**Data listing:**
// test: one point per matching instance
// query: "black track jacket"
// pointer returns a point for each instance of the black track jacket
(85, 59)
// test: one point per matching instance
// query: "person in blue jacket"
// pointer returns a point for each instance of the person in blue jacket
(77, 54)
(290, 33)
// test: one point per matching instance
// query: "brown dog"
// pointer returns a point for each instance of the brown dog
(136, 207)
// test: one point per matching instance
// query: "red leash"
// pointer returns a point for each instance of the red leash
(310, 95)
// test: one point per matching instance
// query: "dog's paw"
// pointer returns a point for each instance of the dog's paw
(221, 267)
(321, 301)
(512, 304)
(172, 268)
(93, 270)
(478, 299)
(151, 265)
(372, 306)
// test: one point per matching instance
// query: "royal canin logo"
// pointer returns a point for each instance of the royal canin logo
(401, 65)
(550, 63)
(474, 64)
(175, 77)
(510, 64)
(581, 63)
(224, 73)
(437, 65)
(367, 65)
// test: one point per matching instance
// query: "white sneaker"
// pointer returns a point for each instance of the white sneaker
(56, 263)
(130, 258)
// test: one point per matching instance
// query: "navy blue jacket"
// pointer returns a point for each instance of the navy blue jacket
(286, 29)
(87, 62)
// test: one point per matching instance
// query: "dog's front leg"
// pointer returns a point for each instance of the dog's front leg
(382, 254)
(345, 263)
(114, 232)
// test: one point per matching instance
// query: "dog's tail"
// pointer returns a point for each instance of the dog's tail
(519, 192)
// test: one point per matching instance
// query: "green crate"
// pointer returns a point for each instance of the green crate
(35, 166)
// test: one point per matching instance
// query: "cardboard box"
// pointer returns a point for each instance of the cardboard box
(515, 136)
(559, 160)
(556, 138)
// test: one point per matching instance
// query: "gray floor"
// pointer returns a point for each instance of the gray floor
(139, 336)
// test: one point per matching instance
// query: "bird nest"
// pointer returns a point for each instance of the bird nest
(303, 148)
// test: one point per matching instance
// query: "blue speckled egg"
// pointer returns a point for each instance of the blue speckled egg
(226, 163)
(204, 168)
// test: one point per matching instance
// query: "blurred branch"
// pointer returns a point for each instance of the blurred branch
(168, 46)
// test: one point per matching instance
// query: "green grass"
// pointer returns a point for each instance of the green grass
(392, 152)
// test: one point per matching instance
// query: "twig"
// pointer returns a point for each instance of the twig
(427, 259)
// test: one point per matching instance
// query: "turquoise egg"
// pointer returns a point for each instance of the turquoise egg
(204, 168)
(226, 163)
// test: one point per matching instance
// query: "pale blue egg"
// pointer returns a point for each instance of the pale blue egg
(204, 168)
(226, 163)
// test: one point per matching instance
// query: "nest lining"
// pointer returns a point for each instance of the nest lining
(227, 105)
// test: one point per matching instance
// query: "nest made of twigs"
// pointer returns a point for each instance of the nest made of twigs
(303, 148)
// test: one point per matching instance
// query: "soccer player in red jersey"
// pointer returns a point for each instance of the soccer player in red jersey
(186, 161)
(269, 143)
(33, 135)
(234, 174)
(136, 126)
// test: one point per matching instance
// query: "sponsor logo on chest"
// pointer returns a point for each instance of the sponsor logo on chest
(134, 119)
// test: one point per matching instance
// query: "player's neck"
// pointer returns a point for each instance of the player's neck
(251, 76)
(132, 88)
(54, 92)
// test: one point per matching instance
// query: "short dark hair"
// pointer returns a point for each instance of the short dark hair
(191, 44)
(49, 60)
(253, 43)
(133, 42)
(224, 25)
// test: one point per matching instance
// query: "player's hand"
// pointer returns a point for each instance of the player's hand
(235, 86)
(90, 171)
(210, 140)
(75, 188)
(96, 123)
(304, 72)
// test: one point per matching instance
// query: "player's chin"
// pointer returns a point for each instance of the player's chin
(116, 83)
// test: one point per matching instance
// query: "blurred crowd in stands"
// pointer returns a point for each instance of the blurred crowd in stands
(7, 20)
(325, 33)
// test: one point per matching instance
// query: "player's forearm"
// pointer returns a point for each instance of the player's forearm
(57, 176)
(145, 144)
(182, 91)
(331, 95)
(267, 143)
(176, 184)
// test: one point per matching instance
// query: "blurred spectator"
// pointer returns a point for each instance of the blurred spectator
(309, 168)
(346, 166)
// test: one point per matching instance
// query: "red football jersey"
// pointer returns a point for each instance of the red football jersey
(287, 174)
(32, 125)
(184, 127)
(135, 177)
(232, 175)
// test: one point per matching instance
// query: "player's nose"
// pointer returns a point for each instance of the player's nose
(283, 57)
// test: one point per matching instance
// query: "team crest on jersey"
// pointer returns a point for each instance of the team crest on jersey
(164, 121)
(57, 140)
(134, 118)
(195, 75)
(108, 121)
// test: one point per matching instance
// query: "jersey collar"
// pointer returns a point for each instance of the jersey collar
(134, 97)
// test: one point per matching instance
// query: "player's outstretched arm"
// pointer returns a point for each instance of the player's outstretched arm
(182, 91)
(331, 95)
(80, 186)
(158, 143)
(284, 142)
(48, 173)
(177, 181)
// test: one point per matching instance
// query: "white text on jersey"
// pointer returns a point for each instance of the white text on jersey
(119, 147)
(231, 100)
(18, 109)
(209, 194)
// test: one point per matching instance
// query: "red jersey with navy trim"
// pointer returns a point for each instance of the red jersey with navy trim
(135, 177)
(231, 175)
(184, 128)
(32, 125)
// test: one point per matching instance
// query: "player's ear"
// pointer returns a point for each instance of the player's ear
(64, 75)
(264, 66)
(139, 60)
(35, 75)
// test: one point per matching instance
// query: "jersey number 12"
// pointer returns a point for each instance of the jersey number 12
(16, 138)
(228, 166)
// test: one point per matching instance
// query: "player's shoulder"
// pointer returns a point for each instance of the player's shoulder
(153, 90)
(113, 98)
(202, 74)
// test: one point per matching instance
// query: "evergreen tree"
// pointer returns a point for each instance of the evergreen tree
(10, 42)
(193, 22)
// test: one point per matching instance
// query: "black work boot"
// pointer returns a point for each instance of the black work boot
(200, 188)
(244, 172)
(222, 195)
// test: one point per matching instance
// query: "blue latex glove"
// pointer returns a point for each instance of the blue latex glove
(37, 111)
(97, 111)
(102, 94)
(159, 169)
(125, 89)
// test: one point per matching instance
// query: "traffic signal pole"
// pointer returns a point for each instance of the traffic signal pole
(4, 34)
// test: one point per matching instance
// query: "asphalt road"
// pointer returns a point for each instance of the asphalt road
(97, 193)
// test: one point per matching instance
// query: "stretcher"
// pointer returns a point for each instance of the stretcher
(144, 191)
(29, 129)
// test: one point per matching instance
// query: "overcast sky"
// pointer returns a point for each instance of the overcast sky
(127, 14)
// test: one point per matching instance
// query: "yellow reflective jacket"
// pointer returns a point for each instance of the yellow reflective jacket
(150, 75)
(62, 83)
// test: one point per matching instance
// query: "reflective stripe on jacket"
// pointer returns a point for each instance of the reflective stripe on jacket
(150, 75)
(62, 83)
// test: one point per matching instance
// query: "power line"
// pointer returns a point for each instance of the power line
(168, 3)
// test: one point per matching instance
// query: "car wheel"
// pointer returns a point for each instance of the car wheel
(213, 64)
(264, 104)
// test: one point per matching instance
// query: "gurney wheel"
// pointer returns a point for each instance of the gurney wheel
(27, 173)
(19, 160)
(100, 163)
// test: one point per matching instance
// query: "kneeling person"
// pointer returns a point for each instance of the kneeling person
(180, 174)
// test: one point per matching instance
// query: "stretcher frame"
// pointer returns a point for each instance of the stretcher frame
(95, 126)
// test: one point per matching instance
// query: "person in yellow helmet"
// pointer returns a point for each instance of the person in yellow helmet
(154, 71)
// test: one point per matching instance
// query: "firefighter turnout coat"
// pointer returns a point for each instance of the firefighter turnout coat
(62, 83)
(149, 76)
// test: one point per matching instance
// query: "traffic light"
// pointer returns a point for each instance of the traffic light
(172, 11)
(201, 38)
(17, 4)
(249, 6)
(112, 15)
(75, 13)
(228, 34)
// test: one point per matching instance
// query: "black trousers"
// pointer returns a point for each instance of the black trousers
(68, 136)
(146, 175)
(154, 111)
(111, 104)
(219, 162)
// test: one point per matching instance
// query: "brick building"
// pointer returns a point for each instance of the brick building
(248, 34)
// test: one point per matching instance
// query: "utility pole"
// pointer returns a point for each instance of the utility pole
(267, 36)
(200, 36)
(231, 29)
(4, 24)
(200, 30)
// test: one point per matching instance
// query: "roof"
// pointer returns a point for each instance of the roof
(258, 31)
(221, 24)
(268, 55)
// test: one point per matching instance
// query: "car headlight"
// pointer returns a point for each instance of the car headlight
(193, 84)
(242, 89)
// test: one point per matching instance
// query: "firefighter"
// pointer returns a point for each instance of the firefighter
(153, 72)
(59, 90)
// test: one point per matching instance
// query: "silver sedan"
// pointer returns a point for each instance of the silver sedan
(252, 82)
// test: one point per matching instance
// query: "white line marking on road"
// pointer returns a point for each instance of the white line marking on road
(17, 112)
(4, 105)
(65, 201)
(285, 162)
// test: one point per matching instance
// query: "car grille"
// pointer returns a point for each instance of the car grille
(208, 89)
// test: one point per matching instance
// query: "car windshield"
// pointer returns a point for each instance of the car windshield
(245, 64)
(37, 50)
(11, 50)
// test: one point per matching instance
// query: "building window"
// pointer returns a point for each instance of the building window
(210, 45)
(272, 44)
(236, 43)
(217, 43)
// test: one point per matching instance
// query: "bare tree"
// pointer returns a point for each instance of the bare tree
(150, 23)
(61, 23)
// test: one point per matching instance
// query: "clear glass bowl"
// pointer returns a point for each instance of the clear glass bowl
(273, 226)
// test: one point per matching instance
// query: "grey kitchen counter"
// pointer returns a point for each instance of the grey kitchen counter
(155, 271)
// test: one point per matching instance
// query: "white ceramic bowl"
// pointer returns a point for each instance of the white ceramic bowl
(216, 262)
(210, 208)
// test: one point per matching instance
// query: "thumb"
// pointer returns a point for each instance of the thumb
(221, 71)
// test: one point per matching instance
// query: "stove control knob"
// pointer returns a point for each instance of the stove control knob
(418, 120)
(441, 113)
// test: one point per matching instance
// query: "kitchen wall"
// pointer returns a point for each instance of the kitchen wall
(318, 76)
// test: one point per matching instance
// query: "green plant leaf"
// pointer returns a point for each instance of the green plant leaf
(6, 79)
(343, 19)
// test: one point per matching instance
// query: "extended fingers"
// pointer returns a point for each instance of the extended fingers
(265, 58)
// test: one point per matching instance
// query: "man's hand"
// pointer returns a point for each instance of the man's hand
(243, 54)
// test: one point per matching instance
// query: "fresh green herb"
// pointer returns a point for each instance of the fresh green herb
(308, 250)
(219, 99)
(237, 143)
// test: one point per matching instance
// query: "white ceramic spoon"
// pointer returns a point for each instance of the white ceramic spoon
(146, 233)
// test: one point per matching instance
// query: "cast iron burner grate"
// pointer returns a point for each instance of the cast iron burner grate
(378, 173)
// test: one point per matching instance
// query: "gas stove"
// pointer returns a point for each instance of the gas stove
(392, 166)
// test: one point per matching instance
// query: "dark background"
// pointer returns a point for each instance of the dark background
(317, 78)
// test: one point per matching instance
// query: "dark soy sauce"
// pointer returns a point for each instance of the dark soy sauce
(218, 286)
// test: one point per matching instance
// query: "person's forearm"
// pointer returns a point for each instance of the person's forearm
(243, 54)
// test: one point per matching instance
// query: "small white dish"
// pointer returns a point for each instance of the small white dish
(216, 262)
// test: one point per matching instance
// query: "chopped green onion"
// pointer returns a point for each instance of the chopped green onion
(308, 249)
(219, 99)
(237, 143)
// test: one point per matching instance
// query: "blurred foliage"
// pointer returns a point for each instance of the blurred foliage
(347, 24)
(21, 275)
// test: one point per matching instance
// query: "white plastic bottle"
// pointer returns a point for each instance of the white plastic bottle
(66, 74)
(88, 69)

**Aim of the exercise:** From the items above, pull out every line that contains the word "grass" and list those lines.

**Correct result:**
// query: "green grass"
// pointer returns a point for each instance of the green grass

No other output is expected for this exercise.